Consigne a:
Extrayez des enregistrements ci-dessous toutes les lignes allant de celle qui contient « Practice. Put a dot on the whole » jusqu'à la fin des enregistrements, les deux bornes comprises, et recopiez-les à l'identique. Laissez les images de côté dans votre réponse.

Extrait:
┏━━

Article rédigé par Jean Flouriot, le 04 novembre 2005
Les migrations internationales réduisent la pauvreté dans les pays en développement mais donnent lieu à un exode massif des compétences dans certains d'entre eux, selon un rapport publié récemment par le département " recherche " de la Banque Mondiale intitulé Migrations internationales, envoi de fonds et exode des compétences (*).
Près de 200 millions de personnes vivent en dehors de leur pays natal et leurs envois de fonds atteindraient environ 225 milliards de dollars en 2005. Ces transferts sont la principale source de devises dans de nombreux pays. Des enquêtes réalisées au Mexique, au Guatemala et aux Philippines, pays qui comptent plusieurs millions d'émigrants, montrent que les familles comptant des migrants à l'étranger ont des revenus plus élevés que les autres. Mais ce ne sont pas forcément les familles les plus pauvres qui profitent de ces apports extérieurs de fonds : une enquête récente à Kinshasa, capitale de la RD Congo, montre que les ménages les plus riches reçoivent 72 % des transferts nets en provenance de l'étranger.

┗━━

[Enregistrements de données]
┏━━

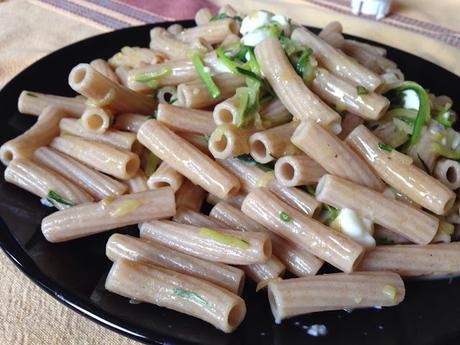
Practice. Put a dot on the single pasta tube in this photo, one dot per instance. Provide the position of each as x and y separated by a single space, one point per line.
448 172
337 62
313 236
251 177
405 178
229 141
291 89
334 155
177 291
119 139
104 68
105 93
305 295
105 158
137 183
92 218
40 134
203 16
296 260
40 180
187 159
213 32
135 249
332 89
186 120
194 94
166 43
235 201
96 120
416 225
129 122
411 260
190 196
299 170
226 246
165 176
33 103
98 185
273 143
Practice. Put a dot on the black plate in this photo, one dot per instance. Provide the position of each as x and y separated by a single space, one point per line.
74 272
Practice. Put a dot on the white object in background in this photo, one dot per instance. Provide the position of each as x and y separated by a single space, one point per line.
377 8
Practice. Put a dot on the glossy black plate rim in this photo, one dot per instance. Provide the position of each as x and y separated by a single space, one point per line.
20 258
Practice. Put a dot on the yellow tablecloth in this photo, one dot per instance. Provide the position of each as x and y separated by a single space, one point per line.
30 30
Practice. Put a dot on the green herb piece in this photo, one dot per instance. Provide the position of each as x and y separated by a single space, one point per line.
53 196
225 239
152 163
285 217
205 76
189 295
385 147
361 90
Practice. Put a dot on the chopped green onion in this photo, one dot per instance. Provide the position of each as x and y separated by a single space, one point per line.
205 76
285 217
225 239
151 164
385 147
361 90
189 295
53 196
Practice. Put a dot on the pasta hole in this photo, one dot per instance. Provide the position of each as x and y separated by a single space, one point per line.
451 174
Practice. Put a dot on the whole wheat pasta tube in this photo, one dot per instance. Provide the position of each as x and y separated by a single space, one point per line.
336 61
177 291
33 103
187 159
137 183
104 68
334 90
290 88
203 16
165 176
119 139
416 225
190 196
102 157
214 31
135 249
273 143
96 120
405 178
296 260
166 43
194 94
293 171
448 172
227 246
305 295
105 93
235 201
334 155
411 260
129 122
40 134
250 177
40 180
186 120
313 236
229 141
92 181
92 218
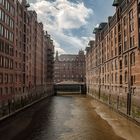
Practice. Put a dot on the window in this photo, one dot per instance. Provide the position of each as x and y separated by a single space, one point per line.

┗━━

Consigne b:
Répondez aux questions suivantes à l'aide de l'extrait sur les migrations internationales.
(i) Quel département de la Banque mondiale a publié le rapport ?
(ii) À combien s'élèveraient les envois de fonds des personnes vivant hors de leur pays natal en 2005 ?
(iii) D'après l'enquête menée à Kinshasa, quelle part des transferts nets venus de l'étranger les ménages les plus riches reçoivent-ils ?

Corrigé détaillé a:
Practice. Put a dot on the whole wheat pasta tube in this photo, one dot per instance. Provide the position of each as x and y separated by a single space, one point per line.
336 61
177 291
33 103
187 159
137 183
104 68
334 90
290 88
203 16
165 176
119 139
416 225
190 196
102 157
214 31
135 249
273 143
96 120
405 178
296 260
166 43
194 94
293 171
448 172
227 246
305 295
105 93
235 201
334 155
411 260
129 122
40 134
250 177
40 180
186 120
313 236
229 141
92 181
92 218
Practice. Put a dot on the window in this photo, one dot per instance. Provide the position of each as x and y separated by a single space, one point per line.

Corrigé détaillé b:
(i) Le département « recherche ».
(ii) Environ 225 milliards de dollars.
(iii) 72 %.